> _REQUIRED WORK_
Set down the entries below exactly, leaving out all images.

(Image point grounding data)
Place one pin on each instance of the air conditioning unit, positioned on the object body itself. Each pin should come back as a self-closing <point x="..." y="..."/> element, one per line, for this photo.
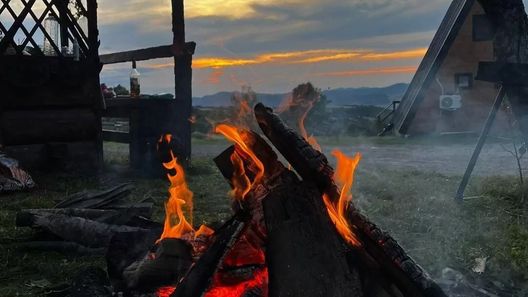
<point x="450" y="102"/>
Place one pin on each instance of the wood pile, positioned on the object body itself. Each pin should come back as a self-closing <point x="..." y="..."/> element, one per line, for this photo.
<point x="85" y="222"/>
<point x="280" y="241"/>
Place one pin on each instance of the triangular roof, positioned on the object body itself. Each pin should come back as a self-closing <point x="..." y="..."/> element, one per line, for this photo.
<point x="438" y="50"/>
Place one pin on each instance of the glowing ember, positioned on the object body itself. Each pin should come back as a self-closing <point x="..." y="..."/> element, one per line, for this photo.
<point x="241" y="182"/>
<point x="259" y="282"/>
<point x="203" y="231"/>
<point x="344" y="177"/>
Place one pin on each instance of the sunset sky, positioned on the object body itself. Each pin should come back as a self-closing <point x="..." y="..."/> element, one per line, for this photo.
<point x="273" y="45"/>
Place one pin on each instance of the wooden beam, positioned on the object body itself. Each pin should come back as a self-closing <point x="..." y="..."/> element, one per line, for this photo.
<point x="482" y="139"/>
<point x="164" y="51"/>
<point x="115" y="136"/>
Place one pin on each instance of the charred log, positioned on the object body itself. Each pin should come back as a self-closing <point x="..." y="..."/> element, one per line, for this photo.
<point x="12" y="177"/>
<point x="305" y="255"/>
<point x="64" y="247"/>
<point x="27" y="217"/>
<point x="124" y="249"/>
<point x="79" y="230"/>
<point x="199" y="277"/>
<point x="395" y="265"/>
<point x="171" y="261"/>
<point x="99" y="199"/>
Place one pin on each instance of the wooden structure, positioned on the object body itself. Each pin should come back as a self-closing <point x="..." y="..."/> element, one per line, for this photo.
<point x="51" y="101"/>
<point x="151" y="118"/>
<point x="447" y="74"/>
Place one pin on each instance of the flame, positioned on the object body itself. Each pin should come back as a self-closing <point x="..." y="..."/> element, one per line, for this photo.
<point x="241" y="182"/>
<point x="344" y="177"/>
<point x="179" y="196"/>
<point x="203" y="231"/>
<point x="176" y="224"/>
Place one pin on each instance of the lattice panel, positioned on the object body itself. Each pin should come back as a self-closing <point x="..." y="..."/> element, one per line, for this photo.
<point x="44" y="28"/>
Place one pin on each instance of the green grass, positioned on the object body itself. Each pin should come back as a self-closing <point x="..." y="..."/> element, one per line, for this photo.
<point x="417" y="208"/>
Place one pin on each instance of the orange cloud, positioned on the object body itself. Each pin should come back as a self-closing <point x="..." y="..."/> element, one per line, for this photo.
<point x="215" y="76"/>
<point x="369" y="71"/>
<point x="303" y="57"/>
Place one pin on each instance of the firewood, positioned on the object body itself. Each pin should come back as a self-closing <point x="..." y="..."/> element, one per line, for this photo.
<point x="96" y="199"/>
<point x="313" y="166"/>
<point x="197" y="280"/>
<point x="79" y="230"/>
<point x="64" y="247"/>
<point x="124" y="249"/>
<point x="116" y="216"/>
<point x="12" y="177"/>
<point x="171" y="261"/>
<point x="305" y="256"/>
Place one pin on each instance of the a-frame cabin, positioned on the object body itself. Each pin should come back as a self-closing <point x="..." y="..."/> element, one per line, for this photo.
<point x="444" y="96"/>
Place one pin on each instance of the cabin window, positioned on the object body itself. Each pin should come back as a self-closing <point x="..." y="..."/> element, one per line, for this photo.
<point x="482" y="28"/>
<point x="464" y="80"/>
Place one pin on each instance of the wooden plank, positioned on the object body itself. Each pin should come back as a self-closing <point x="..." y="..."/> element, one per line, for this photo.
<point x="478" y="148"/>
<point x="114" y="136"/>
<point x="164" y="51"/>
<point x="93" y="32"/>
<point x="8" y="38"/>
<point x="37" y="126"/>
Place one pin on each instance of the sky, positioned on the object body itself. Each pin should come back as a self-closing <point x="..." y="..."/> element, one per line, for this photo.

> _EXERCISE SOLUTION_
Place one pin on each instance of the air conditioning unit, positioned on the object body itself. Each pin should come back as a self-closing <point x="..." y="..."/> element, one per line, for this photo.
<point x="450" y="102"/>
Place one pin on each instance of the wood pile, positioned on the object body itself. Each pin should come back as a self-closing <point x="..." y="..."/> element, one per line, for this photo.
<point x="85" y="222"/>
<point x="280" y="241"/>
Place one pin on each instance of the triangular roof, positioned on the object body itself. Each pin should come back as a self-closing <point x="..." y="..."/> element, one per line, for this photo.
<point x="438" y="50"/>
Place one pin on each instance of the glowing ember, positioned on the object body itself. Each pin should come back as a self-closing <point x="..." y="..."/> element, one per line, for this photo.
<point x="241" y="182"/>
<point x="259" y="282"/>
<point x="203" y="231"/>
<point x="344" y="177"/>
Place one pin on each instance of the sunset sky, positioned on the object body itself. Each pin should come back as a self-closing <point x="..." y="..."/> element, one per line, for this photo.
<point x="273" y="45"/>
Place one pin on each instance of the wooden beam, positioned on the object body itself. Each pin should come back as a self-closing <point x="..." y="..."/> element, one per line, for this photo.
<point x="482" y="139"/>
<point x="164" y="51"/>
<point x="115" y="136"/>
Place one pin on each instance of the charred log, positioned on the object body itself. Each pin should come back as a self-closing <point x="..." y="..."/> element, one per line, for this photo.
<point x="12" y="177"/>
<point x="305" y="255"/>
<point x="64" y="247"/>
<point x="27" y="217"/>
<point x="124" y="249"/>
<point x="79" y="230"/>
<point x="199" y="277"/>
<point x="395" y="265"/>
<point x="171" y="261"/>
<point x="99" y="199"/>
Place one pin on each instance of the wooden structure, positioned on the object body itself. Each pin should come back as a self-closing <point x="..." y="..."/> element, one per line, for this photo.
<point x="51" y="101"/>
<point x="151" y="118"/>
<point x="447" y="74"/>
Place one pin on each instance of the flame, positioned on the object body itself. Each pin should come back as a self-closing <point x="..." y="..."/> element, one per line, for this photo.
<point x="241" y="182"/>
<point x="344" y="177"/>
<point x="179" y="196"/>
<point x="203" y="231"/>
<point x="176" y="224"/>
Place one pin on each instance of the lattice panel, positioned on the object body itself. Each pin should come back as a self-closing <point x="..." y="..."/> element, one per line, for this photo.
<point x="44" y="28"/>
Place one pin on each instance of the green grass, positioned on the object body itself. Each pin should come back as a self-closing <point x="..." y="..."/> element, one per line, for this photo.
<point x="417" y="208"/>
Place one pin on each instance of the orange cloud, positioned on the object body itself. Each pin should come back as a self-closing <point x="..." y="..."/> element, one per line, for this photo.
<point x="215" y="76"/>
<point x="369" y="71"/>
<point x="303" y="57"/>
Place one pin on each instance of the firewood, positioned on the object body itself. Each pin should come back as a self-closing <point x="..." y="..."/> element, one per line, for this photo.
<point x="96" y="199"/>
<point x="313" y="166"/>
<point x="197" y="280"/>
<point x="79" y="230"/>
<point x="64" y="247"/>
<point x="124" y="249"/>
<point x="116" y="216"/>
<point x="12" y="177"/>
<point x="171" y="261"/>
<point x="305" y="256"/>
Place one pin on each instance of the a-frame cabin, positioned on the object body itself. Each pin should come back as a self-closing <point x="..." y="..."/> element, one per line, for this photo.
<point x="444" y="96"/>
Place one pin on each instance of the cabin window, positioned on the object body itself. Each pin should come back as a self-closing <point x="..." y="..."/> element, one per line, for this photo.
<point x="482" y="28"/>
<point x="464" y="80"/>
Place one pin on each instance of the wooden plank, positioned on the object body itself. Each pin should come back as a self-closing <point x="..." y="..."/> element, one per line, for this photo.
<point x="478" y="148"/>
<point x="114" y="136"/>
<point x="164" y="51"/>
<point x="93" y="32"/>
<point x="8" y="38"/>
<point x="37" y="126"/>
Place one pin on each instance of the sky, positioned on the object body itself. Each pin should come back as a self-closing <point x="..." y="..."/> element, one per line, for this photo.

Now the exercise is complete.